Automatic Path Creation Service - APC
This document explains the architecture of the APC (Automatic Path
Creation Service), a cluster-based infrastructure service. APC is a component within ICEBERG to establish
data flows between heterogeneous communication endpoints by composing
appropriate transoding operators. Call agents of the ICEBERG
artchitecture make requests to the APC
service for data path creation by providing the required endpoint
information. APC service provides a clean separation of the data
paths from the control paths by encapsulating the data path creation,
instantiation, and maintenance process.
Table of Contents
Architecture of APC:
This section describes the terminology used in the following sections.
Operators
An operator is a unit of computation on some data. Operators are
strongly-typed: they have a clear definition of the input and output
types. In addition, operators have various attributes such as
communication protocol, computational requirement, static data input
(e.g. a database) etc. Only based on these attributes, is automatic
composition of services possible.
Operators can have multiple inputs
and outputs (i.e. aggregators, broadcasters).
Operators have only soft-state: this means that if an
operator fails and is restarted, there is no need to recover its state
information. During a path execution a failed operator can just be
restarted without any explicit error
recovery mechanism. Application level protocol is needed to provide
guarantees such as reliability, ordered, end-to-end data delivery.
Connectors
A connector is an abstraction of the Application Data Unit (ADU)
transport mechanism between two operators (e.g, RTP connector, UDP
connector, etc.) Each connector is characterized by a specific transport
protocol.
The concepts of operator and connector are not completely distinct from each
other. Certain operators can use only a limited set of
connectors. Some have built-in connectors. For example, a MPEG decoder assumes
the input is a file and uses standard I/O. To make such an operator transmit and receive
data using sockets, we use run-time linking techniques to replace standard I/O with
socket I/O.
Overview:
APC service is responsible for creating, maintaining, and
eventually freeing up data paths consisting of operators strung together
by connectors. The overall path construction process can be
illustrated through the following diagram:
It is a iterative process of continuous optimization.
- Step 1: Logical Path Creation:
Logical path is defined to be an ordered sequence of
operators. Operators are registered using the SDS (Service
Discovery Service). Each operator has an XML description associated with
it, describing its attributes such as input type, output type,
communication protocols supported. More importantly, each
operator has various cost metrics associated with it.
(e.g. computational latency, memory usage, and other application
specific QoS metrics). Users provide the goals for the
optimization process. Depending on the applications, these
goals can vary. Logical path creation process should return a
list of possible paths, ordered by the decreasing cost based on
the user's input parameters for optimization.

———

Challenge:
Please proceed with the APC architecture document above, continuing it from the point where it stops.

———

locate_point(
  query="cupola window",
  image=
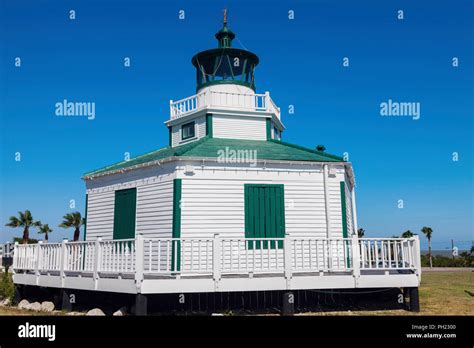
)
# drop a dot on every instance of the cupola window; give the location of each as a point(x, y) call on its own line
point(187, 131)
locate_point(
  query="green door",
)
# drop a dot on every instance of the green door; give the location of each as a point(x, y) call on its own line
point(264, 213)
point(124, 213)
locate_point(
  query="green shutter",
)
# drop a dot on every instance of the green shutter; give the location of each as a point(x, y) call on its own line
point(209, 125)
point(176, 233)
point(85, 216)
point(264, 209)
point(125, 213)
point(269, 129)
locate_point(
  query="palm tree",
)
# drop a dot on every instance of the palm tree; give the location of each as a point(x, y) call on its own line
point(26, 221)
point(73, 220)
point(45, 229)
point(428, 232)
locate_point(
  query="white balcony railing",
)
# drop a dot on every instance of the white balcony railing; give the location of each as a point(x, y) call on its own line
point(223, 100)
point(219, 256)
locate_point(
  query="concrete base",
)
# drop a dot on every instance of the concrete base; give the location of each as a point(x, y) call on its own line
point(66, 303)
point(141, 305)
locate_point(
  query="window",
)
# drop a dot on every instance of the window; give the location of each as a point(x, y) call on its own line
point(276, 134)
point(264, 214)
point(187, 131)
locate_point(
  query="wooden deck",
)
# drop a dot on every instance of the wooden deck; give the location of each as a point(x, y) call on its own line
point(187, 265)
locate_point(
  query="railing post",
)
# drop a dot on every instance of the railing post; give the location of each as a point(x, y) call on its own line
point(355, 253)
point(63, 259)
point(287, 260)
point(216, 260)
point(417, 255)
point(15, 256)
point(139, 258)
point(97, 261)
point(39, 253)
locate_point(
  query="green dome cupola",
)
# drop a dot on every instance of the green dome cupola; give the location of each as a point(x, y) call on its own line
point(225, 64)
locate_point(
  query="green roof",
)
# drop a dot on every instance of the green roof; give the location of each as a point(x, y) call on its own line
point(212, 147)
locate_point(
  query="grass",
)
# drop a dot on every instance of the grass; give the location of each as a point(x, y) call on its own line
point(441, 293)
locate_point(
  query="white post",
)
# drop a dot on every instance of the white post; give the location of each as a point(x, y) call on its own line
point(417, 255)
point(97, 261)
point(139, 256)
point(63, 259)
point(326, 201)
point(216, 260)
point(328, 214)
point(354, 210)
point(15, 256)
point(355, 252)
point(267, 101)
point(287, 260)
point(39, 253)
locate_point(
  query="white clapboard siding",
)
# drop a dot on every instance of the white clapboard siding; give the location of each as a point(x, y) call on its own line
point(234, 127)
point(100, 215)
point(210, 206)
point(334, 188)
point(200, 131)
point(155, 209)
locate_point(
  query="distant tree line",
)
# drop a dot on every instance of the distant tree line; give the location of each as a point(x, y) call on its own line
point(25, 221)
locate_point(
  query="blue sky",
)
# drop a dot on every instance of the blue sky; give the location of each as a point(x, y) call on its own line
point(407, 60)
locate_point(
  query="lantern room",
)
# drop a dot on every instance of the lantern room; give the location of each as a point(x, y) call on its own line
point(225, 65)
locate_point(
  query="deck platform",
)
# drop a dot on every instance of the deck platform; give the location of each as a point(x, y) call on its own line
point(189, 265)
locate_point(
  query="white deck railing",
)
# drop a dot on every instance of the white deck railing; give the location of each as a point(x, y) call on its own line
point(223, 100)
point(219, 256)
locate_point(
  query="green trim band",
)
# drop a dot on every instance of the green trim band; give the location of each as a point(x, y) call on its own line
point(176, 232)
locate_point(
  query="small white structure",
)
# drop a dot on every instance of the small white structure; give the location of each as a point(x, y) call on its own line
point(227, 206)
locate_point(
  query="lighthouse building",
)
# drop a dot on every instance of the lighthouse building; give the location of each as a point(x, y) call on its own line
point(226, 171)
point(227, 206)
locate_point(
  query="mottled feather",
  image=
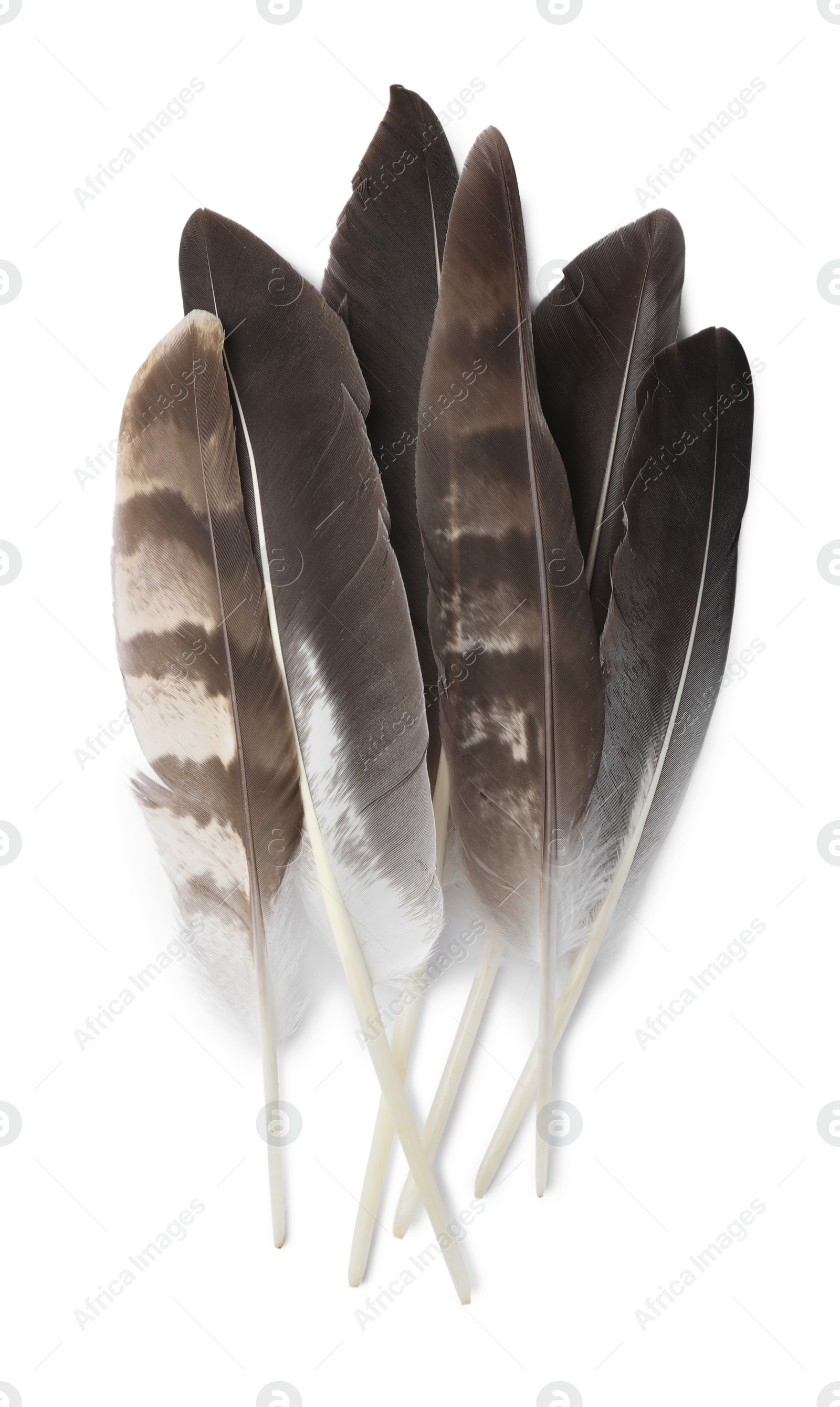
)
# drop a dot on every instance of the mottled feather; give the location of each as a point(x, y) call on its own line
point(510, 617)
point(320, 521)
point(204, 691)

———

Response:
Currently, we simplified the implementation by using only the
format type to describe all operators used. Furthermore,
currently the APC service does not use any bootstrapping SDS to dynamically
discover operators; instead it receives this information by
given static configurations beforehand. The search for the
optimized path is also not done. A depth-first-search
implementation is used to find the first matching path, since
the types of paths constructed right now usually only consist of
one to four operators. Consequently, such optimizations are
unnnecessary.
- Step 2: Physical Path Creation:
This step is tightly coupled with the first step. There are two
types of operators, those that can be created on the fly by
downloading the code, and those that cannot be dynamically
instantiated and only existing instances of them can be used.
The instances of running operators are again advertised and
discovered through the SDS service. Again, for simplification,
this implementation only deploys operators that are dynamically
created and destroyed after the path has been torn down. Since
most operators in the data paths constructed are light-weight
transcoding operators, the overhead of instantiation is low.
- Step 3: Path instantiation, execution, maintenance, querying:
Given the physical path descriptions, the instances of
operators are created and data flow is started from the source
endpoint. During the lifetime of the path, the APC service
actively monitors the liveness of the operators to make sure
that they are functional. Any operator can also report problems
to the APC service about its neighboring operators, so that the
path can be repaired when necessary. The control path plays an
important role here, since it is how operator deletion,
insertion, repair can be accomplished. Control path is used for
exception handling, controling parameters of path components,
monitoring and analyzing path performance; thus, it needs to be
independent of data paths and be highly robust. A data path can be
"walked" using the control path. The APC service has
the handle to all the path components. In addition, the control
path can also overlap the data path: each path component (operator)
has handles to its two neighboring operators. The control
paths allow the querying of the work status of the operators.
- Step 4: Path tear down:
Once the path has finished providing the service, or the end users
have sent a termination request, the path is torn down.
Resources are freed. For optimization reasons, the path can
be cached and reused in the future, both the logical path
description and its physical path description. Thus, the path
can be kept without being torn down.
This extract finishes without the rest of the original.